**Directives:**
1 – In the article about a refugee's journey to America, how many siblings did Fidel Nshombo have?
2 – Continue the article about a refugee's journey to America from its final sentence.

**Selected text:**
○ ○ ○ ○ ○ ○ ○

Here's How Easy It Is For A Refugee To Get Into America


On an average day, 42,500 people are forced to leave their homes and seek protection elsewhere.

That's just about the population size of Burlington, Vermont.

In 2014, the UN estimated 19.4 million people were forcibly displaced. That's five times the population of Los Angeles.

Imagine now, a population five times the size of America's second-largest city all looking for a new home, all at once.

Some leaders, especially those running for political office, would like you to believe the process is easy; so easy that any old terrorist could sneak right through.

To highlight this, we spoke with one refugee who explained exactly how easy it was to gain protective status and travel 9,725 miles from Zimbabwe to Idaho.

Eight years of running...

“It was a very, very long journey. It's a journey that took me at least eight years, to get resettled,” Fidel Nshombo told Elite Daily. “And now, I've been in America another nine years.”

Fidel is an American, through and through. If anyone has earned that right, it is Fidel.

His journey to America began in 1996, with the first Congo war. At that time, his family, including his parents and his 11 siblings, ran together.

As Fidel explained, they somehow became separated, but quickly were able to reunite when things settled down in his homeland in 1997.

However, only a year later, in 1998, Fidel found himself running again.

Hearing gunfire, he ran away from school. “I went home and everyone was gone,” he said.

So at 12 years old, after witnessing the Hutu massacre a morning church service during the second Congo war, Fidel and a small group of friends ran together.

They fled to Tanzania, and from there continued their journey on foot.

"We walked through the bushes for quite some time,” he said until finally someone offered them a ride to Zimbabwe in the back of a mattress truck.

○ ○ ○ ○ ○ ○ ○

**Data lines:**
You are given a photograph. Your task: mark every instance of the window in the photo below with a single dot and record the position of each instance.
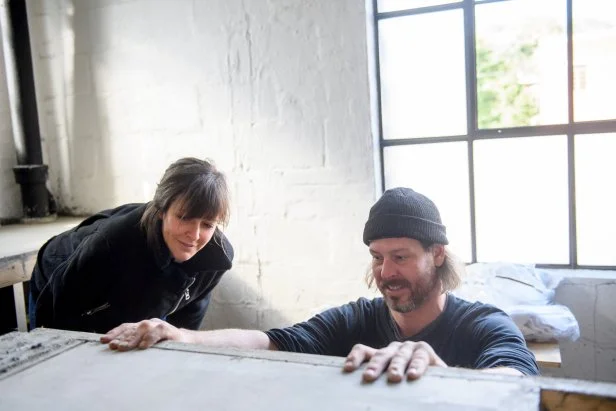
(502, 112)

○ ○ ○ ○ ○ ○ ○

**Answers for the exercise:**
1 – 11

2 –
Along the way, Fidel lost one friend to starvation. “We left him in the forest,” Fidel explained in the documentary, Route to Peace. “I had to continue the journey.”

In Zimbabwe, the UN took him in. Fidel had to lie about his age, saying he was 16 so he could live alone in the refugee camp.

From this moment, Fidel's life would be filled with a series of unfortunate events.

A fugitive at 16...

At 16, Fidel said he “became a fugitive for a year, all my friends went to prison.”

So he ran to Botswana with four other women where he lived in a refugee camp for one year. Fidel explained,

It was a terrible place to live. There was no rain, less food given to refugees, no opportunities, there was nothing. It was like a death camp.

So he ran again, this time taking money to help a man cross the border into South Africa.

Fidel found work and a life in South Africa. However, after witnessing a crime and alerting police, Fidel became the prime enemy to a South African gang. So he ran again.

This time, Fidel ran to Angola to restart his career selling items on the street, however, he quickly learned this too would be a poor decision. So Fidel decided to head back to South Africa.

To get back, Fidel hitched a ride on the back of a truck, but the truck made one fateful stop in Zimbabwe, where he was still a wanted man.

We stopped. We got searched and the police arrested us because we were foreigners.

After being released with some help from the UN, Fidel went to the city with a man he met in the camp, to write a letter of apology to the country of Zimbabwe, a country he considered home.

When I was leaving the office, I got kidnapped again by the police. They put me in a small cell. For one week they locked me in there, beat me up and tortured me and after a week they threw me in the middle of nowhere. They were thinking of killing me, they argued about it a couple of times, but I was exhausted, I passed out.

When he woke up, he was in the hands of the local police once more, this time in Mozambique. However, the police force there did not believe this man, nearly 20, was once a citizen of Congo. They thought he was trying to get into their country illegally, so they deported him back to Zimbabwe where they left him at the border.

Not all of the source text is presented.